BEGIN Task data
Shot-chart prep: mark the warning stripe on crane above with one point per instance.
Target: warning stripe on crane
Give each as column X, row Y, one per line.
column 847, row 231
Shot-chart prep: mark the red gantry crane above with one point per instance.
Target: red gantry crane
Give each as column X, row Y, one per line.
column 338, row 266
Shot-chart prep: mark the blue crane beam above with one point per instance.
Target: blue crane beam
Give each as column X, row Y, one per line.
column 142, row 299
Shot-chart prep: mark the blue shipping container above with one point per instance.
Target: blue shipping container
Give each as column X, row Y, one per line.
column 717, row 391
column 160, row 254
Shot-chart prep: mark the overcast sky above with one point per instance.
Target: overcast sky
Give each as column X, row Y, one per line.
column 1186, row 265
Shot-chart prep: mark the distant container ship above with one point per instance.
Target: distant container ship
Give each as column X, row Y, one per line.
END Task data
### Work to do
Could you print, unchanged, the lines of the items from the one containing "Shot-chart prep: mark the overcast" through the final line, including both of those lines?

### Result below
Shot-chart prep: mark the overcast sky above with one point per instance.
Target: overcast sky
Give each as column X, row Y, one per line.
column 1186, row 265
Shot-chart prep: mark the distant container ship above with one point per instance.
Target: distant container ship
Give each as column X, row Y, one per line.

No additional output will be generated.